*** Opening Task data ***

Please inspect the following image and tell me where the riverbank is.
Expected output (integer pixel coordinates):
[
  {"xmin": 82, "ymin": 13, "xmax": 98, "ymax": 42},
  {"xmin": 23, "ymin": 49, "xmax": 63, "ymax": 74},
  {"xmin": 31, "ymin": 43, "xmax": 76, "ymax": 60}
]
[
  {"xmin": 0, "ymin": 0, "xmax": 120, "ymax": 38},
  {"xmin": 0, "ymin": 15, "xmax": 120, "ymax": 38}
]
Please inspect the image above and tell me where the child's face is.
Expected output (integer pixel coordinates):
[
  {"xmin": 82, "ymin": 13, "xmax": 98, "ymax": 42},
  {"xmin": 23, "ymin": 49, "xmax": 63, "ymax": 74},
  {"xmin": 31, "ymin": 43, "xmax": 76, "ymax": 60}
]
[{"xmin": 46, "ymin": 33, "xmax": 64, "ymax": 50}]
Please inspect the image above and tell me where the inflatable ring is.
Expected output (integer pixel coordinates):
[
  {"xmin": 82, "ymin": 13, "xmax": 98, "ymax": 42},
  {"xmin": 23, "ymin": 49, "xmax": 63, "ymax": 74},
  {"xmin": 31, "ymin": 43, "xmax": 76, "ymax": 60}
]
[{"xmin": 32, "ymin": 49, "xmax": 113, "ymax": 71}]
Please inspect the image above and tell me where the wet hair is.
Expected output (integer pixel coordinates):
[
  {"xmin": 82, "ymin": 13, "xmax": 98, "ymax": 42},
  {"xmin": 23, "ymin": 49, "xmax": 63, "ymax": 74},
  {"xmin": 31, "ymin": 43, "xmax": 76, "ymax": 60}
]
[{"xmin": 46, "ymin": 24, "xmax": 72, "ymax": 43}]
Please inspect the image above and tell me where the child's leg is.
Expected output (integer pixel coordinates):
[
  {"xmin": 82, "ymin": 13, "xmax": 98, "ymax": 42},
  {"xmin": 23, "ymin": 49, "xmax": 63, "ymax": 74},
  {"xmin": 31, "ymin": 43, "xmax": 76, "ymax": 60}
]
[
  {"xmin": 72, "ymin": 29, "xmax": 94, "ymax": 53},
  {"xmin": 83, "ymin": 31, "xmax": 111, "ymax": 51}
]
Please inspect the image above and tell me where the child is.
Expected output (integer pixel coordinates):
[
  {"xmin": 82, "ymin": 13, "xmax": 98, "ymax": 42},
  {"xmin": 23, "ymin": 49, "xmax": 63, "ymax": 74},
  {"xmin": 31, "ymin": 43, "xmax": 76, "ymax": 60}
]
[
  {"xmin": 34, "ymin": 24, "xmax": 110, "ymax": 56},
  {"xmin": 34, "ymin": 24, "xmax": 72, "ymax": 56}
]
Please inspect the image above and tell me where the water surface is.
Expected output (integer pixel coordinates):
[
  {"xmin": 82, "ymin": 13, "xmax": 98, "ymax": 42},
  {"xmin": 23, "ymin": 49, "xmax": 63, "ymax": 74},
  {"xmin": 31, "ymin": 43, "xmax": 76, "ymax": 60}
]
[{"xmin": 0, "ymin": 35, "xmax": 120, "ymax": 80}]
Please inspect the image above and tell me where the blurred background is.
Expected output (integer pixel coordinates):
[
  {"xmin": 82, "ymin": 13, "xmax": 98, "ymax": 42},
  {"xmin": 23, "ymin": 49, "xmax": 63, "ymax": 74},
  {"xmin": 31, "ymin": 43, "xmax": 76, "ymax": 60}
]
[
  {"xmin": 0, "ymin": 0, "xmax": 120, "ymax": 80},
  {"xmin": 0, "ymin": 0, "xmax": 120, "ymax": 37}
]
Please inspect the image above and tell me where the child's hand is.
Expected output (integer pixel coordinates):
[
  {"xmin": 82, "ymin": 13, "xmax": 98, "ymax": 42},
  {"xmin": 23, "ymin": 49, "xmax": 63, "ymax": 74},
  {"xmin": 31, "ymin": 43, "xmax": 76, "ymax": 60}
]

*** Closing Task data ***

> _Exercise instructions_
Word for word, give the records again.

> _Expected answer_
Please inspect the following image and tell me where the riverbank is.
Expected output (integer pixel coordinates):
[
  {"xmin": 82, "ymin": 13, "xmax": 98, "ymax": 42},
  {"xmin": 23, "ymin": 49, "xmax": 63, "ymax": 74},
  {"xmin": 31, "ymin": 43, "xmax": 76, "ymax": 60}
]
[
  {"xmin": 0, "ymin": 0, "xmax": 120, "ymax": 38},
  {"xmin": 0, "ymin": 15, "xmax": 120, "ymax": 38}
]
Please inspect the image above and tell me where the child's face is.
Expected output (integer pixel coordinates):
[
  {"xmin": 82, "ymin": 13, "xmax": 98, "ymax": 42},
  {"xmin": 23, "ymin": 49, "xmax": 63, "ymax": 74},
  {"xmin": 31, "ymin": 43, "xmax": 76, "ymax": 60}
]
[{"xmin": 46, "ymin": 33, "xmax": 64, "ymax": 50}]
Please inspect the image above and tell me where the inflatable ring is.
Expected output (integer pixel coordinates):
[
  {"xmin": 82, "ymin": 13, "xmax": 98, "ymax": 42},
  {"xmin": 23, "ymin": 49, "xmax": 63, "ymax": 74},
  {"xmin": 31, "ymin": 43, "xmax": 76, "ymax": 60}
]
[{"xmin": 32, "ymin": 49, "xmax": 113, "ymax": 71}]
Please inspect the image above and tell me where the wet hair is.
Expected output (integer pixel coordinates):
[
  {"xmin": 82, "ymin": 13, "xmax": 98, "ymax": 42},
  {"xmin": 23, "ymin": 49, "xmax": 63, "ymax": 74},
  {"xmin": 31, "ymin": 43, "xmax": 76, "ymax": 60}
]
[{"xmin": 46, "ymin": 24, "xmax": 72, "ymax": 43}]
Please inspect the image above and tell me where the child's leg is.
Expected output (integer pixel coordinates):
[
  {"xmin": 82, "ymin": 13, "xmax": 98, "ymax": 42},
  {"xmin": 23, "ymin": 49, "xmax": 63, "ymax": 74},
  {"xmin": 31, "ymin": 43, "xmax": 76, "ymax": 60}
]
[
  {"xmin": 72, "ymin": 29, "xmax": 94, "ymax": 53},
  {"xmin": 83, "ymin": 31, "xmax": 111, "ymax": 51}
]
Please inspect the image above and tell me where the child is.
Expected output (integer pixel coordinates):
[
  {"xmin": 82, "ymin": 13, "xmax": 98, "ymax": 42},
  {"xmin": 23, "ymin": 49, "xmax": 63, "ymax": 74},
  {"xmin": 31, "ymin": 43, "xmax": 76, "ymax": 60}
]
[
  {"xmin": 34, "ymin": 24, "xmax": 110, "ymax": 56},
  {"xmin": 34, "ymin": 24, "xmax": 72, "ymax": 56}
]
Please inspect the image above and tell me where the water surface is.
Expected output (integer pixel coordinates):
[
  {"xmin": 82, "ymin": 13, "xmax": 98, "ymax": 42},
  {"xmin": 23, "ymin": 49, "xmax": 63, "ymax": 74},
  {"xmin": 31, "ymin": 43, "xmax": 76, "ymax": 60}
]
[{"xmin": 0, "ymin": 35, "xmax": 120, "ymax": 80}]
Please inspect the image above and tell me where the blurred background is.
Expected output (integer pixel coordinates):
[
  {"xmin": 82, "ymin": 13, "xmax": 98, "ymax": 42},
  {"xmin": 23, "ymin": 49, "xmax": 63, "ymax": 74},
  {"xmin": 31, "ymin": 43, "xmax": 76, "ymax": 60}
]
[
  {"xmin": 0, "ymin": 0, "xmax": 120, "ymax": 80},
  {"xmin": 0, "ymin": 0, "xmax": 120, "ymax": 37}
]
Please inspect the image above and tell me where the child's hand is.
Expected output (integer pixel coordinates):
[
  {"xmin": 82, "ymin": 13, "xmax": 98, "ymax": 42},
  {"xmin": 23, "ymin": 49, "xmax": 63, "ymax": 74},
  {"xmin": 31, "ymin": 43, "xmax": 76, "ymax": 60}
]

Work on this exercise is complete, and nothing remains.